Selected excerpt —

----------------

To help out those who love baking but don’t have a mixer, I’m always on the lookout for easy recipes where the dough can be kneaded by hand, like the ones for Slow rising ciabatta, Quick rising ciabatta, Beer bread, “Cafone” style bread, Simple home-made bread and lots of other recipes you can find on this page.
I recently wandered into Arthur King’s pages on the web and I found this recipe for easy Baguettes where the dough requires only 5 minutes hand kneading and slow leavening in the fridge. I tested it and the result was really good, so I made a video recipe.
Using these amounts you can make 2 large baguettes or 3 smaller ones, depending on your needs
Video recipe for easy Baguettes
- 340 g Water
- 480 g Flour 0
- 6 g Fresh yeast or 2 g dry yeast
- 6-8 g Sal
- Dissolve the yeast into the water, which must be at room temperature
- Put aside 30-40 g of flour and mix the rest into the water mixture
- Start stirring
- Add salt
- Keep mixing for 2 minutes
- When the flour is absorbed, sprinkle the worktop with some of the flour you had kept aside
- Rub your hands in flour
- Knead the dough by hand, adding the remaining flour a little at a time until it is all blended in (about 5 minutes)

----------------

Exercise task A —
According to the baguette recipe, how many baguettes do the listed amounts make?
The baguette recipe and the records are unrelated material.

Input for this task —
----------------

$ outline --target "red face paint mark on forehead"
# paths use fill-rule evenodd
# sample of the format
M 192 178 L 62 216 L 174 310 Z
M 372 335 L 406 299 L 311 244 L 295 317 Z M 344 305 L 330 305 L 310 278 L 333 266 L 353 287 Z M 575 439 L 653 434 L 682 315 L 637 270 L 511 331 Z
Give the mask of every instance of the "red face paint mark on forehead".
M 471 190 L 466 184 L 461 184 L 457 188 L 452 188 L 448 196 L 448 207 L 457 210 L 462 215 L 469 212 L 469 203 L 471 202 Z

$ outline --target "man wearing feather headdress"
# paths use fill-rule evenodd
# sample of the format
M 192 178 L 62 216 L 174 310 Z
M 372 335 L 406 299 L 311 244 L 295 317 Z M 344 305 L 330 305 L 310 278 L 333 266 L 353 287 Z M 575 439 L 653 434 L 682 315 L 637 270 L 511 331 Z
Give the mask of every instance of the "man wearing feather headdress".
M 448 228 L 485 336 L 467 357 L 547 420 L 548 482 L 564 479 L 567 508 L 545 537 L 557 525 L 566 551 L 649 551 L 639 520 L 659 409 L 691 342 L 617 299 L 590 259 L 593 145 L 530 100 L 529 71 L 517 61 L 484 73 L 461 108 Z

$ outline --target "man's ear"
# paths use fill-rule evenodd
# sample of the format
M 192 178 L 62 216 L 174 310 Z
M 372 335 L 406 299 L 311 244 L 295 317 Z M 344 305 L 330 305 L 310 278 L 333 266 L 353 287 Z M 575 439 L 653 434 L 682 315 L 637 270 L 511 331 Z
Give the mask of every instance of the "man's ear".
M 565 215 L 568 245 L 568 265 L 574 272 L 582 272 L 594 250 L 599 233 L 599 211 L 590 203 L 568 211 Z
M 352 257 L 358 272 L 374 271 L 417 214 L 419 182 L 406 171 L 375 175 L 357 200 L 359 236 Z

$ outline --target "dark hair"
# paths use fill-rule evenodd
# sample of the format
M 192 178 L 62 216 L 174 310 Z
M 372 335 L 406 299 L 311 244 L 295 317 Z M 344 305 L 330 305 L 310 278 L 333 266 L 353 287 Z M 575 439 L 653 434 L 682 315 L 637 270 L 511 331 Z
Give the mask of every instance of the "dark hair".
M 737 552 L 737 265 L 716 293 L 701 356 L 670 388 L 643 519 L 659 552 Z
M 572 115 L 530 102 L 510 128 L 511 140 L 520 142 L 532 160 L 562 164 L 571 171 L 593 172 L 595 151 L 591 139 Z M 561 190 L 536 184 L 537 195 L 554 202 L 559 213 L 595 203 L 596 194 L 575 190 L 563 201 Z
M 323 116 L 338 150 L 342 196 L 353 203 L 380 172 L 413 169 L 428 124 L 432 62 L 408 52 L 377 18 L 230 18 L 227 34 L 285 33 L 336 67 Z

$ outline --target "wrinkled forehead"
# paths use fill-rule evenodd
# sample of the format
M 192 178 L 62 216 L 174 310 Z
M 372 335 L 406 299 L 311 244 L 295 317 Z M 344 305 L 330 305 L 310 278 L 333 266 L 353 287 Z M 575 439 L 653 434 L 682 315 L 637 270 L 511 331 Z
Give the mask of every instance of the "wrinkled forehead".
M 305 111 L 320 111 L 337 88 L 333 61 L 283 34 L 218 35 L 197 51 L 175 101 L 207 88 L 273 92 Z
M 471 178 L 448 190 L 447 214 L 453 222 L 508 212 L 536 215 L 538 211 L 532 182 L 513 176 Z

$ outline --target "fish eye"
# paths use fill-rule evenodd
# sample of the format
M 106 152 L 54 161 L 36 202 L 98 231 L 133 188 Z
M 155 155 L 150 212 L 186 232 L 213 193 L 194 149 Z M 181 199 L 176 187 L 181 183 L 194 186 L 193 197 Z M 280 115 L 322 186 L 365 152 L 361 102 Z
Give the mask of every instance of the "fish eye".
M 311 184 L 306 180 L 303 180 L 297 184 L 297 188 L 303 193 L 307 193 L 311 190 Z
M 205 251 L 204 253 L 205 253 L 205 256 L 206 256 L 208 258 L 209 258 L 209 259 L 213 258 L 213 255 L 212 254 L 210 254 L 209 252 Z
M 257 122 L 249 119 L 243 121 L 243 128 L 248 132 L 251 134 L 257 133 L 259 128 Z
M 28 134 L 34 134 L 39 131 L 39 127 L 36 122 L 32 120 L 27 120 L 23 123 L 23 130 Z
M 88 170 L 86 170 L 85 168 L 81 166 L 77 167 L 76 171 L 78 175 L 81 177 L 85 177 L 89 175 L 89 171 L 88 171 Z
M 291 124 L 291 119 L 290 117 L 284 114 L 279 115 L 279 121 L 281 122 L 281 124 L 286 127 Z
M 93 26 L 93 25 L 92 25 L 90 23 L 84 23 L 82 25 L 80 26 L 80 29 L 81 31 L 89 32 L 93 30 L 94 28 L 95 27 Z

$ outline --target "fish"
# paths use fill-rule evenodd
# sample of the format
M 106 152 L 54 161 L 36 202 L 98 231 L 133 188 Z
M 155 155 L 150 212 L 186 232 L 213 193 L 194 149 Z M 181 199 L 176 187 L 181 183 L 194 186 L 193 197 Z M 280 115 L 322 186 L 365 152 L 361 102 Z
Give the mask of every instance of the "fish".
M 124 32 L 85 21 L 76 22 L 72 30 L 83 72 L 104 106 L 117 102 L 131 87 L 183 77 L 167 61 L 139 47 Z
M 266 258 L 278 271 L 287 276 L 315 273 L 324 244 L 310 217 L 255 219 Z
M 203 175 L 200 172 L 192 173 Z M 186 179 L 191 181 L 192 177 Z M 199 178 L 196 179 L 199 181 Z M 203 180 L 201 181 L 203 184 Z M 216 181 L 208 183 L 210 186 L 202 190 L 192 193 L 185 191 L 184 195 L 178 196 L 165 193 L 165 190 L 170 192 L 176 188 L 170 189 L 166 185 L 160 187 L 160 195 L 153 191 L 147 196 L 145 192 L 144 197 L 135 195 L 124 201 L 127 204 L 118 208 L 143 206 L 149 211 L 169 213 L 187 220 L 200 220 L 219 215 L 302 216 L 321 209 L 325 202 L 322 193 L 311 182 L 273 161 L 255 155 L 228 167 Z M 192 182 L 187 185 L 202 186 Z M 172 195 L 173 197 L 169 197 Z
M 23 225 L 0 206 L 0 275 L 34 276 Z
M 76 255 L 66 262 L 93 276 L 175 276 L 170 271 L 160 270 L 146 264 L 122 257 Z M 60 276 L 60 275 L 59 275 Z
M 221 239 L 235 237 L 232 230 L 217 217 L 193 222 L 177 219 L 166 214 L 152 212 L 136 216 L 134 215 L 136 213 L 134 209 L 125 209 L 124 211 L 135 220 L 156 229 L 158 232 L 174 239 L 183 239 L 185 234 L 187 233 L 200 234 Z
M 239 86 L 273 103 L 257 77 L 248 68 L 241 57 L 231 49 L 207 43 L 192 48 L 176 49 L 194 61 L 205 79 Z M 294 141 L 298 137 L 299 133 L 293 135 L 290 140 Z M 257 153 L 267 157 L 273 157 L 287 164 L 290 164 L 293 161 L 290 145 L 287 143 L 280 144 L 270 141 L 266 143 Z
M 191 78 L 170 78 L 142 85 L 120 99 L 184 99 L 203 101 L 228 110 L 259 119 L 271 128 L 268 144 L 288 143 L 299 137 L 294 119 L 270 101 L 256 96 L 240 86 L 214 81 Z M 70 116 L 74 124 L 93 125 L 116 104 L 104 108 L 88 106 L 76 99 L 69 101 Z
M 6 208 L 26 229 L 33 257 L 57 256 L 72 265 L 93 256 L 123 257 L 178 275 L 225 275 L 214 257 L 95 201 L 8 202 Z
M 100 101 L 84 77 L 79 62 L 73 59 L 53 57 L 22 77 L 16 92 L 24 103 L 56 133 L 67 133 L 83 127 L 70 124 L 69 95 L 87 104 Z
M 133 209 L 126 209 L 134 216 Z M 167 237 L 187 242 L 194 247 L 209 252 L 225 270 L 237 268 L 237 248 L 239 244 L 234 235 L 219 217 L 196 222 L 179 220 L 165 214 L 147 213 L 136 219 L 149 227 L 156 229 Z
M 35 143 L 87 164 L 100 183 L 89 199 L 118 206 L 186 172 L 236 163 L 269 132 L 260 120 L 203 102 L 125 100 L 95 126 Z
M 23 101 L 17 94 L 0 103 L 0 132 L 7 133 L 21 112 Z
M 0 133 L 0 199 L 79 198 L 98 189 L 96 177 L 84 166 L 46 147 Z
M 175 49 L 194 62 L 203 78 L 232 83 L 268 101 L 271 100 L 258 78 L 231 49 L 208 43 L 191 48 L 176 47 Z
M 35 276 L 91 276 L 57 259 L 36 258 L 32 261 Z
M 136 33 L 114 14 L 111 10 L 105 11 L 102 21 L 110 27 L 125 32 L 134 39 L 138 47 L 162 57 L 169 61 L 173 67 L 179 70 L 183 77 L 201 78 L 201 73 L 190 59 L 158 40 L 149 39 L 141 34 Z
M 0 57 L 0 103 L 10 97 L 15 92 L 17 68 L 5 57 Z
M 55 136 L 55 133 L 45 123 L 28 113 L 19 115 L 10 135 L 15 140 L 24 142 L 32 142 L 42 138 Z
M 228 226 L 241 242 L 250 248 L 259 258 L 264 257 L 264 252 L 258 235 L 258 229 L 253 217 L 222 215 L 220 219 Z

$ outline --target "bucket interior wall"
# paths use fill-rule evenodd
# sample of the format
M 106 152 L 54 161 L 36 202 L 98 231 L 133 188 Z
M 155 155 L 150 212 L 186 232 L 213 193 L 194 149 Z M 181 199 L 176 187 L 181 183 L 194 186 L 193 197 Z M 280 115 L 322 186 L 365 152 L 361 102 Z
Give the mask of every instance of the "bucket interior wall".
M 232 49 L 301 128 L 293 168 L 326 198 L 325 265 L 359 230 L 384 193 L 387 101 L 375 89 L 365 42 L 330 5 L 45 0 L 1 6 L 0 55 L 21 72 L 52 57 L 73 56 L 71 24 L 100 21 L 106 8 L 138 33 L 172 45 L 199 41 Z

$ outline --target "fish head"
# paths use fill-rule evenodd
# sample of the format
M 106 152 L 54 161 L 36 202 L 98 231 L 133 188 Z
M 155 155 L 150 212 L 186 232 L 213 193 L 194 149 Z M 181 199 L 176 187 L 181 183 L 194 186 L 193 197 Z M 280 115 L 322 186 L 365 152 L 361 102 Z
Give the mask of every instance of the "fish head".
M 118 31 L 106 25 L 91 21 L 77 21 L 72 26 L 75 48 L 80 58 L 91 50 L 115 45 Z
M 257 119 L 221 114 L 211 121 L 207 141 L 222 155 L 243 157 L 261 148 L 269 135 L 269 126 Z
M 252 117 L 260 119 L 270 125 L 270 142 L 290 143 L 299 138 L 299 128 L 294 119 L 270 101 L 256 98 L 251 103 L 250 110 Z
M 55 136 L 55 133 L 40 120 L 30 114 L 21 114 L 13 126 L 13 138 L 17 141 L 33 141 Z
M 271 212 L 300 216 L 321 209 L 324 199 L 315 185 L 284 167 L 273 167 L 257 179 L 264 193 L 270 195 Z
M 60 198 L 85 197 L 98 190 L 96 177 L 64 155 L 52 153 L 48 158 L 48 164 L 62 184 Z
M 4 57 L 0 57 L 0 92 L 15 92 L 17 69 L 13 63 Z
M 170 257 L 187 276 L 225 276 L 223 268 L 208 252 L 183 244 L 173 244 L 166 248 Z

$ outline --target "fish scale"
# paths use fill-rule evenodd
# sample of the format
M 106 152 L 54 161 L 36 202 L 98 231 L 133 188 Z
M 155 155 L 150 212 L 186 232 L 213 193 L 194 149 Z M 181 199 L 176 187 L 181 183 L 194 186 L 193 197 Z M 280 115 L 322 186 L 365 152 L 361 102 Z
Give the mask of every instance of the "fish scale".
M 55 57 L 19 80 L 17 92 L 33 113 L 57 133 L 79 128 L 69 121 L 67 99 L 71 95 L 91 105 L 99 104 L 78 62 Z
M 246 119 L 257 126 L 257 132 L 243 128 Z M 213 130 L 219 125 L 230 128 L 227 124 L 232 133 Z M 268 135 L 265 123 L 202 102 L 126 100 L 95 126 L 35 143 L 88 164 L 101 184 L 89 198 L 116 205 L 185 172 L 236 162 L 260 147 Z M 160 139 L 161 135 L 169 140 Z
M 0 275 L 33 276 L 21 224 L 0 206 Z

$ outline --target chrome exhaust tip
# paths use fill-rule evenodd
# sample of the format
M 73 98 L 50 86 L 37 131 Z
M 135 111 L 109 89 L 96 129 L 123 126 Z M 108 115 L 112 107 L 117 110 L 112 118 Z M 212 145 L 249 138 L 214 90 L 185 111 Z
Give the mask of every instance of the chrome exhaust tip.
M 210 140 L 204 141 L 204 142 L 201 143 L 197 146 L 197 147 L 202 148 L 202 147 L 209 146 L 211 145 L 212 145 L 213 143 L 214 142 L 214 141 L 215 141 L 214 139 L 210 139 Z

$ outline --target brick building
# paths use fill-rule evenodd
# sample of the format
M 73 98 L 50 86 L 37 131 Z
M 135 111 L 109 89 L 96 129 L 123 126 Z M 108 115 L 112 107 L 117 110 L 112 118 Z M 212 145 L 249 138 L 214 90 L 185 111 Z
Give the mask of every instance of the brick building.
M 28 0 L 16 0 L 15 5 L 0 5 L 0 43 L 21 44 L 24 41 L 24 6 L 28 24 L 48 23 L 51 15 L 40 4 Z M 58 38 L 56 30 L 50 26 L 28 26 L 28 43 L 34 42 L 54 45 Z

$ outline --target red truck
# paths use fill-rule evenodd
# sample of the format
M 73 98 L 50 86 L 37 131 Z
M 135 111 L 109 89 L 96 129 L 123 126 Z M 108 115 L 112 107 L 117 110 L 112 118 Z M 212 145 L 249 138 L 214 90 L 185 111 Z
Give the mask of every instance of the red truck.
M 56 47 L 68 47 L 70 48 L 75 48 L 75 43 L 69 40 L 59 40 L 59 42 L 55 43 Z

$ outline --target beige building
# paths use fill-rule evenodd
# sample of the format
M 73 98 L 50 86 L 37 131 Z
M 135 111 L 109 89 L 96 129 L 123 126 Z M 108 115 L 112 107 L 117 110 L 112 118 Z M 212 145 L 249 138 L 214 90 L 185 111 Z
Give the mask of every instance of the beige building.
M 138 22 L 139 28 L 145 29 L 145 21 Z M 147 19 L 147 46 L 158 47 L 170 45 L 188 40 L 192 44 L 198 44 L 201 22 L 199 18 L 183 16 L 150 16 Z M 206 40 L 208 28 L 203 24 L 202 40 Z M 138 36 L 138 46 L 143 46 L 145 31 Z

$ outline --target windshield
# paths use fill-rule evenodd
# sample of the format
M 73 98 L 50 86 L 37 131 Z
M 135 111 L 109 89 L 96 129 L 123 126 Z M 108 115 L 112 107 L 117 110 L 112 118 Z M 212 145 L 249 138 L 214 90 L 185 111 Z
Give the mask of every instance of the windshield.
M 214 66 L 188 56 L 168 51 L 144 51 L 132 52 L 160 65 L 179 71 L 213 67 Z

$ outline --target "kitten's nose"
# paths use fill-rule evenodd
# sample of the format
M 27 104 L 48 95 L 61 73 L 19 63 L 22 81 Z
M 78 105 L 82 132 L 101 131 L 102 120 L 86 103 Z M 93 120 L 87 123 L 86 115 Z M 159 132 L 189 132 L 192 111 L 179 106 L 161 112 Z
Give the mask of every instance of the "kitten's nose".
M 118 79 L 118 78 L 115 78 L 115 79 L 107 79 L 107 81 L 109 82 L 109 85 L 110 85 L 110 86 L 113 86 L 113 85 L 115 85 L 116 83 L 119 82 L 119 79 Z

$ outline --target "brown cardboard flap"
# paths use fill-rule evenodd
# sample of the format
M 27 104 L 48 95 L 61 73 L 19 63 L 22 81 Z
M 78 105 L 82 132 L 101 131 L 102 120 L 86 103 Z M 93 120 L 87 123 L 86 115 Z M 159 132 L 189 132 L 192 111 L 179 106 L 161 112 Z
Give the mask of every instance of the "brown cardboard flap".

----------------

Exercise task B —
Update the records from the line with "--target brick building" up to and including the line with "M 56 47 L 68", replacing "red truck" with "pickup truck" and leaving all else unchanged. Give only those lines.

Expected output A —
Two large baguettes or three smaller ones.

Expected output B —
$ outline --target brick building
# paths use fill-rule evenodd
# sample of the format
M 73 98 L 50 86 L 37 131 Z
M 135 111 L 109 89 L 96 129 L 123 126 Z M 108 115 L 112 107 L 117 110 L 112 118 Z M 212 145 L 249 138 L 214 90 L 185 111 Z
Give the mask of every instance of the brick building.
M 28 0 L 16 0 L 15 5 L 0 5 L 0 43 L 21 44 L 24 41 L 24 6 L 28 24 L 48 23 L 51 15 L 40 4 Z M 58 38 L 56 30 L 50 26 L 28 26 L 28 43 L 34 42 L 54 45 Z

$ outline --target pickup truck
# paths use fill-rule evenodd
# sample of the format
M 73 98 L 50 86 L 37 131 Z
M 135 111 L 109 89 L 96 129 L 123 126 Z M 108 115 L 112 107 L 117 110 L 112 118 Z M 212 145 L 249 138 L 214 90 L 185 111 Z
Give the mask of every instance of the pickup truck.
M 56 47 L 68 47 L 70 48 L 75 48 L 75 43 L 69 40 L 59 40 L 59 42 L 55 43 Z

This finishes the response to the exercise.